Direction → Copy everything from the line containing "sleeve in this photo as pixel coordinates." down to the end of the entries below, requests included, and add 56 to every coordinate in the answers. Leave out all earlier lines.

Object pointing dataset entries:
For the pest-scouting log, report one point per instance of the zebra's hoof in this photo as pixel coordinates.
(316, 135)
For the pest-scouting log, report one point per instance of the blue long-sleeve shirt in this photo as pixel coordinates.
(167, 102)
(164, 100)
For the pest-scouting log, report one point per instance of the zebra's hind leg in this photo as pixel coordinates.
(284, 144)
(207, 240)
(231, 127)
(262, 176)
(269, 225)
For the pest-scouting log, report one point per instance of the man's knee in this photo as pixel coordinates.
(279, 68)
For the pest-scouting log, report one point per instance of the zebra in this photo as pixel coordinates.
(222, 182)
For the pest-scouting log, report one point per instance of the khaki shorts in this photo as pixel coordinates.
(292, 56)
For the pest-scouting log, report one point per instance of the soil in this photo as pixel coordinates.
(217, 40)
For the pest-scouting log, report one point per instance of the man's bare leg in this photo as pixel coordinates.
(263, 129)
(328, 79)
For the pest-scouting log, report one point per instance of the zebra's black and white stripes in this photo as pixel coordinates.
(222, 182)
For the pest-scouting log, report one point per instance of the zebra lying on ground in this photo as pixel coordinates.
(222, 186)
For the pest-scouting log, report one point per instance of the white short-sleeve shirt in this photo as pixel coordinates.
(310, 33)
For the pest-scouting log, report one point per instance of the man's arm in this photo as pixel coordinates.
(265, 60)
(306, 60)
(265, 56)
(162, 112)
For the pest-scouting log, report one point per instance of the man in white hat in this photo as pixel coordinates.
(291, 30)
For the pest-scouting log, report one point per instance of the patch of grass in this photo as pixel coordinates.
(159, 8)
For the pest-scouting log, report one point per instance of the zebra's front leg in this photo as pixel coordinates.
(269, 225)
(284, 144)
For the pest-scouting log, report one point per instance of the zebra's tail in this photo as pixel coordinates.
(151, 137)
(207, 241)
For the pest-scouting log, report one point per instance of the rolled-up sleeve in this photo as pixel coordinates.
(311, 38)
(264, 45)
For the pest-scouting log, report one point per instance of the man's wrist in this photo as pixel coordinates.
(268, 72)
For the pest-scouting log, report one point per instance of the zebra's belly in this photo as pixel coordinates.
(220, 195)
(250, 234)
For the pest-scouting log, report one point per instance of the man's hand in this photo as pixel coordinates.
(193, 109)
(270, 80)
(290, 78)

Answer for the task →
For the pest-scouting log, report one point per instance of the rolled-up sleeve in this photo as pixel coordinates.
(367, 94)
(320, 101)
For the pest-scouting log, report one point per instance of the man's wrist in this photo as pixel coordinates.
(324, 128)
For the pest-scouting log, report one point per instance of the zebra's belly in this photo as pixel coordinates.
(276, 251)
(306, 290)
For the pest-scouting log, report one point per instance of the man's hand in this photo as pixel coordinates.
(249, 165)
(326, 136)
(346, 134)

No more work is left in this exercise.